Set problem: Can you write out the forum post on removing Word HTML between "Posted: Wed Jun" and "<ol>, <li> etc.", inclusive, switching "tags" to "markup"?

Page 1 of 1

Removing MS Word HTML from a file

Posted: Wed Jun 18, 2003 5:14 am
by martincrumlish
Hi,

I have a problem with converting word docs to HTML. As you probably know, when word generates its HTML it has a lot of needless tags. Is there a way I can cut these out and just leave basic formatting tags such as <b>, <br>, <ol>, <li> etc.

I found this code to remove Word HTML

Code: Select all

$search = array ("'<script[^>]*?>.*?</script>'si",  // Strip out javascript 
                 "'<[\/\!]*?[^<>]*?>'si",           // Strip out html tags 
                 "'([\r\n])[\s]+'",                 // Strip out white space 
                 "'&(quot|#34);'i",                 // Replace html entities 
                 "'&(amp|#38);'i", 
                 "'&(lt|#60);'i", 
                 "'&(gt|#62);'i", 
                 "'&(nbsp|#160);'i", 
                 "'&(iexcl|#161);'i", 
                 "'&(cent|#162);'i", 
                 "'&(pound|#163);'i", 
                 "'&(copy|#169);'i", 
                 "'&#(\d+);'e");                    // evaluate as php 

$replace = array ("", 
                  "", 
                  "\\1", 
                  """, 
                  "&", 
                  "<", 
                  ">", 
                  " ", 
                  chr(161), 
                  chr(162), 
                  chr(163), 
                  chr(169), 
                  "chr(\\1)"); 

$content = preg_replace ($search, $replace, $content);
I found this on another site as a solution for removing word HTML but the problem is it removes all of the HTML leaving the file as a blob of text only with nor line breaks or anything. I am afraid I don't understand the code above fully so I was hoping someone on here could help me out.

Items:
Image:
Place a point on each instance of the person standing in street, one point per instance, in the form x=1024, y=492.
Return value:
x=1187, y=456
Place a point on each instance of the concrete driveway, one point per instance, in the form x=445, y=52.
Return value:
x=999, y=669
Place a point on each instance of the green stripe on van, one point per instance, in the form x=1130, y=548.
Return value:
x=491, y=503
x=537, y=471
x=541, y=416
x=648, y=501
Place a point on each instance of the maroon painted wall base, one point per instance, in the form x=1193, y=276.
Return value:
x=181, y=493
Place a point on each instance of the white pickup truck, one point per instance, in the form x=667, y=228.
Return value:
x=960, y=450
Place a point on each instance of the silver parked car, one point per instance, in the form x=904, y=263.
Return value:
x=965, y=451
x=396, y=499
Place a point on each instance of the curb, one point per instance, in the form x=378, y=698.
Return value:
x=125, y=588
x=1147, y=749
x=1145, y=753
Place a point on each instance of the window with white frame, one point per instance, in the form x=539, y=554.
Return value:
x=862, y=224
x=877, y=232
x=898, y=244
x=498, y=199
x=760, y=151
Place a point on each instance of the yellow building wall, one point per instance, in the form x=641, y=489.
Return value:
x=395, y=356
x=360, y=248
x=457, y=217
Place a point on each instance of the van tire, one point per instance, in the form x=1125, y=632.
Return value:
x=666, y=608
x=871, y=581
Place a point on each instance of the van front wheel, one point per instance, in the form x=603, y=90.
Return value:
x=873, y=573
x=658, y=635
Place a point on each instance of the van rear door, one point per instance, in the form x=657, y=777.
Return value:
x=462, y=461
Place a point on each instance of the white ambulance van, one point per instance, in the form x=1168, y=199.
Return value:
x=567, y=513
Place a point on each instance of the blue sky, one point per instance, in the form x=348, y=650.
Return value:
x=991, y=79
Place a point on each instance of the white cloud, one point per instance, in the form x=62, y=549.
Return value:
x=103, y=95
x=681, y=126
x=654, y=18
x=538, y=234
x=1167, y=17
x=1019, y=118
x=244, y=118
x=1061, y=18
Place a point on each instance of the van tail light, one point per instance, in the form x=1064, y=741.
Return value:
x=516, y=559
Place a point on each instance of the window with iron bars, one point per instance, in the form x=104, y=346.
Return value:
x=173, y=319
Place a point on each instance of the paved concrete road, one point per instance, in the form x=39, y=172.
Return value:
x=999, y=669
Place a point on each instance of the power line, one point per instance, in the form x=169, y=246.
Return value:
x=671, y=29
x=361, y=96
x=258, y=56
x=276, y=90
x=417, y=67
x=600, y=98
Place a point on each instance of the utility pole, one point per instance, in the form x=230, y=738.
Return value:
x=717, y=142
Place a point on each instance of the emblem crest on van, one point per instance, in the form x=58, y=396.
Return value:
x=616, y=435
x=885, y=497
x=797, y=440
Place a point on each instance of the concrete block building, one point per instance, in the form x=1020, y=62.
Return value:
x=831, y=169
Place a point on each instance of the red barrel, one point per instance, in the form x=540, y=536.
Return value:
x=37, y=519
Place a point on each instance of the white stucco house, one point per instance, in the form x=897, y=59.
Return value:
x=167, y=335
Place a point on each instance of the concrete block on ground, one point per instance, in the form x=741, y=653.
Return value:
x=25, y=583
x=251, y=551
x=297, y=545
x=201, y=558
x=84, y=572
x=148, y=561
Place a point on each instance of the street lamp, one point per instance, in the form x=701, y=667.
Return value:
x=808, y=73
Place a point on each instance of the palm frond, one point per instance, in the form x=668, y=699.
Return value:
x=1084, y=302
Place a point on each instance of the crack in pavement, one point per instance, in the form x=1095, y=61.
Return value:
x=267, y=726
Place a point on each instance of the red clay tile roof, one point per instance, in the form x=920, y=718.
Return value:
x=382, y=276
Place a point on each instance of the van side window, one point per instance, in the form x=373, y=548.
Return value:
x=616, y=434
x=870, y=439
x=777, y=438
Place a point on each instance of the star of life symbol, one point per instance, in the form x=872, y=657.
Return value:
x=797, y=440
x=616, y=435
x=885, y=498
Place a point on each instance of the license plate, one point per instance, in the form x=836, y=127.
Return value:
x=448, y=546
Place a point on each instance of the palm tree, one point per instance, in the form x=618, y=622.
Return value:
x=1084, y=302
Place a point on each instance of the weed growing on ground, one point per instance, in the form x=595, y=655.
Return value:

Reply to the exercise:
Posted: Wed Jun 18, 2003 5:14 am
by martincrumlish
Hi,

I have a problem with converting word docs to HTML. As you probably know, when word generates its HTML it has a lot of needless markup. Is there a way I can cut these out and just leave basic formatting markup such as <b>, <br>, <ol>, <li> etc.